» **About this exercise**
Could you copy each line of the listing below that has the word "white"?

Start of Exercise data

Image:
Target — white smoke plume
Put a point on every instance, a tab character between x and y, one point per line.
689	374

End of Exercise data
Start of Exercise data

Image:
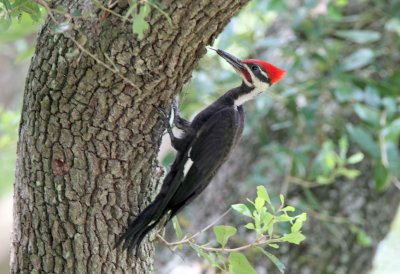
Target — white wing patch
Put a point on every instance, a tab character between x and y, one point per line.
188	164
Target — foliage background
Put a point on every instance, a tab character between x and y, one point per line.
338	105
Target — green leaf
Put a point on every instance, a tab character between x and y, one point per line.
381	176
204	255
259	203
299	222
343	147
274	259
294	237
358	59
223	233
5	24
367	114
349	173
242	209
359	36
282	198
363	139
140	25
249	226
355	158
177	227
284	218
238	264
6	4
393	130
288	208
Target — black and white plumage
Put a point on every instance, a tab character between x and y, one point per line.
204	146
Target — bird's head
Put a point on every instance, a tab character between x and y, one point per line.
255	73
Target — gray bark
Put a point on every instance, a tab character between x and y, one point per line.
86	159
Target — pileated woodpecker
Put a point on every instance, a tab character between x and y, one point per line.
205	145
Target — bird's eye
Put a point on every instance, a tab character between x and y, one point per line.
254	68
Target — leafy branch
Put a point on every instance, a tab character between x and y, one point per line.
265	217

End of Exercise data

» **Problem solution**
Target — white smoke plume
Target — white wing patch
Target — black and white plumage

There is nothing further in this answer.